Valentine, 30, is a role model in her community despite her disability. With training and some financial support, she was able to farm livestock to earn an income. But today, massive inflation is jeopardising her business.
Since the age of 3, Valentine has lived with a disability, leading to expensive medical care and social rejection. “Some people encourage me but others remind me of my condition,” she shares, explaining that she has difficulty walking and using her right arm and needs regular physiotherapy to prevent her muscles contracting.
Unlike most women her age, Valentine is not married, has no children and still lives with her parents. “A woman does not need a man by her side to live,” she says when asked about her marital status.
Skills training boosts business
Valentine is a livestock farmer. In a small pen built in the family yard, she keeps her goats, which she looks after and feeds to sell on the market. “Every morning I give them food and water before taking them outside. I sweep the pen every day. I have been paralysed but it doesn’t make me tired when I work. I am continuing with the treatments and my health is getting better.”
Registered with social services by her uncle, Valentine was invited by Plan International at the beginning of 2022 to attend a series of training courses. “I was able to do all the practical exercises, it was good,” recalls Valentine, who had planned to become a livestock farmer for a long time. According to her, “There are no bad jobs in life.”
Valentine joined the technical and entrepreneurship training and was encouraged to create a business plan, which was selected by Plan International to be supported financially. Above all, she remembers the encouragement she received from the project team.
“They gave me advice first of all. They encouraged me to go forward, because life is not always easy, you have to fight to provide for yourself,” says Valentine, adding that Plan International’s support gave her confidence and she now goes out into town to talk to other livestock breeders and get advice.
Now the owner of 3 adult goats, Valentine plans to buy 2 more to increase her income. The sale of each animal can bring in between 8 and 15 euros. However, the hunger crisis in Burkina Faso has caused unprecedented inflation and is now jeopardising the business she has worked so hard to establish.

Work required: Please return the stretch of the article about Valentine from "Now the owner" through "hard to establish.", copied word for word. The records that come next have nothing to do with the article about Valentine.

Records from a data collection
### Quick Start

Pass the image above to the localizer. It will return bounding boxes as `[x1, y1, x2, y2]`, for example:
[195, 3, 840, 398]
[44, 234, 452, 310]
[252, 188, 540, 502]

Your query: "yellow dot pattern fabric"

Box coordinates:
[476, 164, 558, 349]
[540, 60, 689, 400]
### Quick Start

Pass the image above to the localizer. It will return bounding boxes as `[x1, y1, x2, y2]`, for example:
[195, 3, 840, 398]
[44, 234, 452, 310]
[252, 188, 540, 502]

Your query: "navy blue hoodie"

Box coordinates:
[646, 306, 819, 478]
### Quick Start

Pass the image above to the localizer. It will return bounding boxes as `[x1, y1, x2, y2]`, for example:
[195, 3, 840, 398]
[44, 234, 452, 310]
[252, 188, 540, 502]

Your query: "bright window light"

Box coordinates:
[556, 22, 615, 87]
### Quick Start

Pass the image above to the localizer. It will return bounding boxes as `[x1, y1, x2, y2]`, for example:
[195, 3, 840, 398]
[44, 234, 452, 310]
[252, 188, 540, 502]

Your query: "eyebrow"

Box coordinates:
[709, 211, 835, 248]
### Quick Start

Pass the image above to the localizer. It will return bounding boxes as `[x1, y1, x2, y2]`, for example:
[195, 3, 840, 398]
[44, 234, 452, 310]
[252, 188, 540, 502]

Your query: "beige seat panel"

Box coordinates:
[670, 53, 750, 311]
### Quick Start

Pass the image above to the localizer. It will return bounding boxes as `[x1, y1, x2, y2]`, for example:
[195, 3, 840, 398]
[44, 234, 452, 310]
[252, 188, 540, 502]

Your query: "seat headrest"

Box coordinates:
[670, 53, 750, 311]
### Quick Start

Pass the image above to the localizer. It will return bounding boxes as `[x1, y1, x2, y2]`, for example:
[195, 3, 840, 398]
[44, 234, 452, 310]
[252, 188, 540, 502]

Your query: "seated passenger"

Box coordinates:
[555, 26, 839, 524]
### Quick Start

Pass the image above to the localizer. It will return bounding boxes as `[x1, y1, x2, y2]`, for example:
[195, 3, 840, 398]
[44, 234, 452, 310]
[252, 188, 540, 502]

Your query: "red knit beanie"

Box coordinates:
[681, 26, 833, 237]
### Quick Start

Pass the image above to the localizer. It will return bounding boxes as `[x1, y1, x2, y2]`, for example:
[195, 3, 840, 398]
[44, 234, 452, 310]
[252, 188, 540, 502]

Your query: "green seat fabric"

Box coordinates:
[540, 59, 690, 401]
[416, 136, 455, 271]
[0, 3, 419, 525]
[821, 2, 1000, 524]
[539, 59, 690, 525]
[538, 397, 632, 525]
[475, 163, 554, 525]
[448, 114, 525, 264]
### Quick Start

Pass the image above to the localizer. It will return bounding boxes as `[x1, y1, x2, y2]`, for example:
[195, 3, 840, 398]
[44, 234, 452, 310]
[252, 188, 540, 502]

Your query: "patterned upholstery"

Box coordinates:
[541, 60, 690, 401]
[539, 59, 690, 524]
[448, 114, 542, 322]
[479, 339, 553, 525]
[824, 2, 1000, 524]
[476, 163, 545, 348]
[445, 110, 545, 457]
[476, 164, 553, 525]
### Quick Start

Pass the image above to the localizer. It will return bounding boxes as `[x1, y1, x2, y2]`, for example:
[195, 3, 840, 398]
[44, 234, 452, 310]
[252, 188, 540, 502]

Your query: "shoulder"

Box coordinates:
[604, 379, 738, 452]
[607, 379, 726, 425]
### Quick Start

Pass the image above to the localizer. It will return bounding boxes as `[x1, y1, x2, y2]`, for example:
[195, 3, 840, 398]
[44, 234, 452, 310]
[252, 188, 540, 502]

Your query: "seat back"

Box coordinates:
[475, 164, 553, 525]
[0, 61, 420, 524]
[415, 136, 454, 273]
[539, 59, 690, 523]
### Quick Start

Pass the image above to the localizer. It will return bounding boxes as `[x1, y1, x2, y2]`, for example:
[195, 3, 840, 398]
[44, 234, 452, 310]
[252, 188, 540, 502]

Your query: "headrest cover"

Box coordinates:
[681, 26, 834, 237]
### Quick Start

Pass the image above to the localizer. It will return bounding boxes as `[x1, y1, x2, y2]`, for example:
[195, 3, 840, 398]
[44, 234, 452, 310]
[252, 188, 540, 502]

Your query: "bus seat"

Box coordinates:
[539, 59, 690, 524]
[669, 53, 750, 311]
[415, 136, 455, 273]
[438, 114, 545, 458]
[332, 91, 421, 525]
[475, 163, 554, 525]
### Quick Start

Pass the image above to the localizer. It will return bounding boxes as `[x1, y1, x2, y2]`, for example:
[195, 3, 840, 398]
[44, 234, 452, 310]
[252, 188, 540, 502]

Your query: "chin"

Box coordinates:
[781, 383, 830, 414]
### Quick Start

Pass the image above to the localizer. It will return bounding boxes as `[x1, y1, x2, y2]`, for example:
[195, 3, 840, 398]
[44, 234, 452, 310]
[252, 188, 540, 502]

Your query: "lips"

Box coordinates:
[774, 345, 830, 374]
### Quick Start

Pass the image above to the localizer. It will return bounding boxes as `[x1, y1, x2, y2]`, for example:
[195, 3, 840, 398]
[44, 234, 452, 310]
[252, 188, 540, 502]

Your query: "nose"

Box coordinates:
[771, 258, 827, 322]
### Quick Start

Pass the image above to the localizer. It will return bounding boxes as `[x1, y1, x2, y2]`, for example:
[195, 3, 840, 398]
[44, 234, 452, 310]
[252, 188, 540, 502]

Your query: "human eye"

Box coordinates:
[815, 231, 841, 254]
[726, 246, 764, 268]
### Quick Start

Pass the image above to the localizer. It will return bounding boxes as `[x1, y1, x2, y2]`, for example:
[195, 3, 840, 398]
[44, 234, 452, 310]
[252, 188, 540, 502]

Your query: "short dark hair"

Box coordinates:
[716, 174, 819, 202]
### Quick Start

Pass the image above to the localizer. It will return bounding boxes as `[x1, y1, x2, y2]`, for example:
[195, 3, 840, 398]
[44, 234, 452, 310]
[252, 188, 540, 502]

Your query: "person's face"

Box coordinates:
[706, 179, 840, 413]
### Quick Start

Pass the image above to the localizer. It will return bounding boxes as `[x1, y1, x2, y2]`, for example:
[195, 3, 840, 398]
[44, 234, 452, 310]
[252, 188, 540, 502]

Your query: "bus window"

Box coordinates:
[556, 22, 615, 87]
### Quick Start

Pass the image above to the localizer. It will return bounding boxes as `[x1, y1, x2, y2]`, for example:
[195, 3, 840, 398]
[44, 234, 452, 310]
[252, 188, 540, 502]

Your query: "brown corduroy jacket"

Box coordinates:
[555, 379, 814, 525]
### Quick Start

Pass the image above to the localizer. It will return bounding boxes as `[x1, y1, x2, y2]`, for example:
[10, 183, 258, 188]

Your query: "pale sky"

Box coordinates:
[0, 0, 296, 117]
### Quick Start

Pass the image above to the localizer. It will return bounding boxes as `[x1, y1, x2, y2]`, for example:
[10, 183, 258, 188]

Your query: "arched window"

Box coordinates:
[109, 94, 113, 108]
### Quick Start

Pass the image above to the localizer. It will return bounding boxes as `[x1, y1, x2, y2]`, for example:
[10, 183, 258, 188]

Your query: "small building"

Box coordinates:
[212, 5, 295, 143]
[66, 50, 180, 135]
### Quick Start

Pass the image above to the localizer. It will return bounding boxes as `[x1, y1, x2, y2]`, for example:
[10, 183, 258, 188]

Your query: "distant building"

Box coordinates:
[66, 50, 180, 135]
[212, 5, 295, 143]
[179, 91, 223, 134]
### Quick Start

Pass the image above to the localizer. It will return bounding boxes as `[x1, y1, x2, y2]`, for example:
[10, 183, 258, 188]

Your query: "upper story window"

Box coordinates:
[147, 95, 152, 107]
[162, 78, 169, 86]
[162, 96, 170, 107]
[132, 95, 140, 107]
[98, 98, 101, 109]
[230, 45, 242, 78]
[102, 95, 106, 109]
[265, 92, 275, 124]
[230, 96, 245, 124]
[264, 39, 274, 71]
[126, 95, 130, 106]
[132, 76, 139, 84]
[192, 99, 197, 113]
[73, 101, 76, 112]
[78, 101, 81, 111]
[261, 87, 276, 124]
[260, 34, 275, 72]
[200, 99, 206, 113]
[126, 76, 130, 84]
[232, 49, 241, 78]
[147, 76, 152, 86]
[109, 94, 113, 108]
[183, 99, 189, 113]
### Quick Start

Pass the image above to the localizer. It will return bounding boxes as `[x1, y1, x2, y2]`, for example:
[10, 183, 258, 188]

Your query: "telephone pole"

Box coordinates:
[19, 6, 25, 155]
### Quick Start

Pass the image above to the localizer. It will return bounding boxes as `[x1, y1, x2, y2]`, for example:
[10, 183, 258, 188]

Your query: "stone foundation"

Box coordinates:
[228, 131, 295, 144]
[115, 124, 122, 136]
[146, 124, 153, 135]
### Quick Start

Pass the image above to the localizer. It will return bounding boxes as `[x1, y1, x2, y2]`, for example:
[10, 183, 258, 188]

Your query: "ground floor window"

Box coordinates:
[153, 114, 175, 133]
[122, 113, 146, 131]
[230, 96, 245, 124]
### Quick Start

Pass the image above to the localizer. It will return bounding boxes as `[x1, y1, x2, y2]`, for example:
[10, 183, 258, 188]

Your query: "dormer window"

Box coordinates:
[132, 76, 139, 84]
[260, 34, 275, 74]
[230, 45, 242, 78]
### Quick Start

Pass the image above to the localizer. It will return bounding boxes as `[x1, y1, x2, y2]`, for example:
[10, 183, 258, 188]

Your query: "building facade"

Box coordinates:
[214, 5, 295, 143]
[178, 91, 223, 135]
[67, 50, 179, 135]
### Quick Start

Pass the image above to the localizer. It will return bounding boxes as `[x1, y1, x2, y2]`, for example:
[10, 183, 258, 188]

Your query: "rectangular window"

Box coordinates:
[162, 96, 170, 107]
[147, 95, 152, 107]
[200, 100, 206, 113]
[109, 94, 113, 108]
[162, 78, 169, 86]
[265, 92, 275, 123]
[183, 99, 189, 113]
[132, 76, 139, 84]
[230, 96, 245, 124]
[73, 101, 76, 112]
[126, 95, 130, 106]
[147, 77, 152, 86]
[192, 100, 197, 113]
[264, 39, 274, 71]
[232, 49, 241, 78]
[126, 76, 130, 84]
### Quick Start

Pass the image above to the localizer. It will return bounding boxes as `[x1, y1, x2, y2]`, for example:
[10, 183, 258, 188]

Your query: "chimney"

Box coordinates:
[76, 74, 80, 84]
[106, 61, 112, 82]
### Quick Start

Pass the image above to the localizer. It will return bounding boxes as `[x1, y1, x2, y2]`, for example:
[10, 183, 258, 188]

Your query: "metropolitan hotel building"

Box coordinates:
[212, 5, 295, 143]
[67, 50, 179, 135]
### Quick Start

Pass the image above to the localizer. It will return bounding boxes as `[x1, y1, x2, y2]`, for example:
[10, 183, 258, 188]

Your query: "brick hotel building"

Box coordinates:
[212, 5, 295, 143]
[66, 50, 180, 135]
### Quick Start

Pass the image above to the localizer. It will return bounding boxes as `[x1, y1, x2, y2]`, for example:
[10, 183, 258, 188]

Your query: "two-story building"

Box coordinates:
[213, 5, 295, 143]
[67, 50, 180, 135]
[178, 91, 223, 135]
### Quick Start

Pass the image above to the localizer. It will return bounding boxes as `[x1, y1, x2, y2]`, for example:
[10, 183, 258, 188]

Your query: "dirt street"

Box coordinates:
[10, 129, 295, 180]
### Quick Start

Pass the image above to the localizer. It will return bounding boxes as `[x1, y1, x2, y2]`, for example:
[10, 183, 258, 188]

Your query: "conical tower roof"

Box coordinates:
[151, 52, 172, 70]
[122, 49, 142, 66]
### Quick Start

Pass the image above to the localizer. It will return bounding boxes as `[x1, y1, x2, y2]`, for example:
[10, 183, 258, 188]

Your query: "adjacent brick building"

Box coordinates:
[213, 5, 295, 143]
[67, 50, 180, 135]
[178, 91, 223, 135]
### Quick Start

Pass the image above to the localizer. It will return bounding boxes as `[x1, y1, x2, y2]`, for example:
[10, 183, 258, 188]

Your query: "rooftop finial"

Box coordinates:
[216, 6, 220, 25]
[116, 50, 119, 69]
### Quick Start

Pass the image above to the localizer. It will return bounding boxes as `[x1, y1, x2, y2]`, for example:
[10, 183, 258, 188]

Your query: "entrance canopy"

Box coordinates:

Written response:
Now the owner of 3 adult goats, Valentine plans to buy 2 more to increase her income. The sale of each animal can bring in between 8 and 15 euros. However, the hunger crisis in Burkina Faso has caused unprecedented inflation and is now jeopardising the business she has worked so hard to establish.